Records from a data source
━━━━━━━━

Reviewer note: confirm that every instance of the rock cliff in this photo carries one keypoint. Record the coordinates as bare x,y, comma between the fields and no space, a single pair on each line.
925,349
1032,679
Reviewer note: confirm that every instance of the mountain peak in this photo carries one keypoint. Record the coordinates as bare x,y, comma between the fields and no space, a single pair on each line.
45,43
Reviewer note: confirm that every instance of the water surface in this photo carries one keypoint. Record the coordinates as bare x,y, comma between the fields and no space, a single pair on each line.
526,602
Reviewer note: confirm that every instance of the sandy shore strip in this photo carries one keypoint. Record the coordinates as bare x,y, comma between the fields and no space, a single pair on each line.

━━━━━━━━

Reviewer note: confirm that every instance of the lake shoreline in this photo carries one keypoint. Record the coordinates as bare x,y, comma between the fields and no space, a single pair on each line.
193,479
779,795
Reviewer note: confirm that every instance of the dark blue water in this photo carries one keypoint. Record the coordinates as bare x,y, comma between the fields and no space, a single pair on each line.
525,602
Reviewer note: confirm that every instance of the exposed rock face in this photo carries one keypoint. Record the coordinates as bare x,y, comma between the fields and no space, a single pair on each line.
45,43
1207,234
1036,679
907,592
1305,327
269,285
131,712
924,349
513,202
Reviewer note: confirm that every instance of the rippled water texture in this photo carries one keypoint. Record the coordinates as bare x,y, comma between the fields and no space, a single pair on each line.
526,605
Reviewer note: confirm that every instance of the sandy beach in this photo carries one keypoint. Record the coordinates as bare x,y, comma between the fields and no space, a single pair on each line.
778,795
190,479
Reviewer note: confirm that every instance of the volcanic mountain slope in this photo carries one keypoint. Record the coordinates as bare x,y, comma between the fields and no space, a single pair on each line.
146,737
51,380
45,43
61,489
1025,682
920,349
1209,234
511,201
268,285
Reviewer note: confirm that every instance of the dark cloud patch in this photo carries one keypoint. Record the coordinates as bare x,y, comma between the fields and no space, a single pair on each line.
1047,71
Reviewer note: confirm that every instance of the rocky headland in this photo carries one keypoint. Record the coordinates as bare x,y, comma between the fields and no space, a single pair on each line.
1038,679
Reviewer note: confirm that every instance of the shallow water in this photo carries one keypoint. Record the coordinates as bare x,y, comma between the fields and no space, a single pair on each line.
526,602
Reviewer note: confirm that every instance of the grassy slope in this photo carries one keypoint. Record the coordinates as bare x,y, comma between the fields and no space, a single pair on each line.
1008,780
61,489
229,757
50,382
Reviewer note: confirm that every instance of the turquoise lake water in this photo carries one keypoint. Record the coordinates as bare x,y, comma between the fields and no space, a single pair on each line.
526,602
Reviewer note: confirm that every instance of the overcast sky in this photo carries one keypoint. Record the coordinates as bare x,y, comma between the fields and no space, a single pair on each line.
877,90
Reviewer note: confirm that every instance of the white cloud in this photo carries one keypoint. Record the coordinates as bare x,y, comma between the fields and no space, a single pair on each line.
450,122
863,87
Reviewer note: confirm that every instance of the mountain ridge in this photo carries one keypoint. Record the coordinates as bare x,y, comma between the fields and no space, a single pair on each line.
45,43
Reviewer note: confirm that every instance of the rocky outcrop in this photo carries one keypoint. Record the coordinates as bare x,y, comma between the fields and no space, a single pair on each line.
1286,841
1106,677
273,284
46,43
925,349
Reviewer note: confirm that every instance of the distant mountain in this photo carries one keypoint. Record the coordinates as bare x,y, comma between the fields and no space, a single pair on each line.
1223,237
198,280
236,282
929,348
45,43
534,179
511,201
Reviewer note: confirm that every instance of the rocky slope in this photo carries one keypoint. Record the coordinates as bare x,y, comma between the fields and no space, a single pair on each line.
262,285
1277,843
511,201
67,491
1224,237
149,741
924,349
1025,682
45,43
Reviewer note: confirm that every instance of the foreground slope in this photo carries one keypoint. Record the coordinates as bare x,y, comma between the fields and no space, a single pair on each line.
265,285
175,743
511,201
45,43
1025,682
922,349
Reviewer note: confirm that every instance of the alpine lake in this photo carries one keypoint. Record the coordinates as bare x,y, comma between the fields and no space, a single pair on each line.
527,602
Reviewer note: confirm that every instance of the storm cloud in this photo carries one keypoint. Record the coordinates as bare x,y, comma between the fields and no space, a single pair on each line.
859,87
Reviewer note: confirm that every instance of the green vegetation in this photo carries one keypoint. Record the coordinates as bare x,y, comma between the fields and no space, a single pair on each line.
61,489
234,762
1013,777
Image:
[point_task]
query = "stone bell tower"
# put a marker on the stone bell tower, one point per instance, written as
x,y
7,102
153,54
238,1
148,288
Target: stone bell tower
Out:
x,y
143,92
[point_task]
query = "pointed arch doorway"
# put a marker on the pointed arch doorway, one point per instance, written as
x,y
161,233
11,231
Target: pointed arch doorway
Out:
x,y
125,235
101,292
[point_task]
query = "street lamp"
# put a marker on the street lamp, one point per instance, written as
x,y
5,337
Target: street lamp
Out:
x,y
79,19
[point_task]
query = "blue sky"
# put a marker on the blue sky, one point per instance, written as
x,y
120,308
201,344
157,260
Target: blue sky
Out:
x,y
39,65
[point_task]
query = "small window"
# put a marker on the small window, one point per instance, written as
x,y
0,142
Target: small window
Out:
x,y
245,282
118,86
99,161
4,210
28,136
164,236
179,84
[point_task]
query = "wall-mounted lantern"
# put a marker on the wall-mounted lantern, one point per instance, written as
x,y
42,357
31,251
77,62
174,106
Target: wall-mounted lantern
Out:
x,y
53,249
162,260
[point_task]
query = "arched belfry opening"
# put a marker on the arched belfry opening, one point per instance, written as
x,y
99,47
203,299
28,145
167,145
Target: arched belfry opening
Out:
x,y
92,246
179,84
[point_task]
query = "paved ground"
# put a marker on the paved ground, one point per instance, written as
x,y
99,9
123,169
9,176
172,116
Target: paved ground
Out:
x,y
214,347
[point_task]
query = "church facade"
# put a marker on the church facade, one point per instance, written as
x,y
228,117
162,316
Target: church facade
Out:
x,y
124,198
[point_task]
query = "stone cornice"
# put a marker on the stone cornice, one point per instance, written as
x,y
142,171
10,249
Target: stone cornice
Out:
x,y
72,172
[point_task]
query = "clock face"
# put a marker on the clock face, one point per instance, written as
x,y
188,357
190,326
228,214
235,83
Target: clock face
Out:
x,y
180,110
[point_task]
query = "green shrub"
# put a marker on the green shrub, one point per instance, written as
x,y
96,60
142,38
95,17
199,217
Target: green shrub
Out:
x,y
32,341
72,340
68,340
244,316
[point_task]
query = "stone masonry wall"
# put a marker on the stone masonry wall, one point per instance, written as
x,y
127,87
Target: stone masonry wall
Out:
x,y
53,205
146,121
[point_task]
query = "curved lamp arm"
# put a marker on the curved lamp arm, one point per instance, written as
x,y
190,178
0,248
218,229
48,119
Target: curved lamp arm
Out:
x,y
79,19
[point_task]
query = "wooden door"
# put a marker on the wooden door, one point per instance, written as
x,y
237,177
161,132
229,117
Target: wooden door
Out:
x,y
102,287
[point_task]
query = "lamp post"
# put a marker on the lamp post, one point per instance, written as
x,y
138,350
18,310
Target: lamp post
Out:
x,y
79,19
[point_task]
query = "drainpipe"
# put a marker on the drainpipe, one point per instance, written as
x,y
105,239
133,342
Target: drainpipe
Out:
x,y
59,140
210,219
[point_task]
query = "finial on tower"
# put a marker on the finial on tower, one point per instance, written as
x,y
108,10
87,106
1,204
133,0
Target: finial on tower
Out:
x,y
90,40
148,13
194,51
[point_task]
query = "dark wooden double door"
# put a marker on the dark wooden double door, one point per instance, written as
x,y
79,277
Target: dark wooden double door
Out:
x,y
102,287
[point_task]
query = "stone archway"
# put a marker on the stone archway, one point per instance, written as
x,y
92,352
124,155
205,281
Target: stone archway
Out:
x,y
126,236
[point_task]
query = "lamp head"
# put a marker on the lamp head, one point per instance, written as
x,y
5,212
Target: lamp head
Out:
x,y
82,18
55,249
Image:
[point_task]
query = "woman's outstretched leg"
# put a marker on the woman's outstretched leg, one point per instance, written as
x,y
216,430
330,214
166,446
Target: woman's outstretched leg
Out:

━━━━━━━━

GOAL
Locate each line above that contains the string "opening" and copy it in full. Case counts.

EXERCISE RESULT
query = "arched belfry opening"
# put a marker on the arched belfry opening, one point per instance, written as
Target: arched belfry opening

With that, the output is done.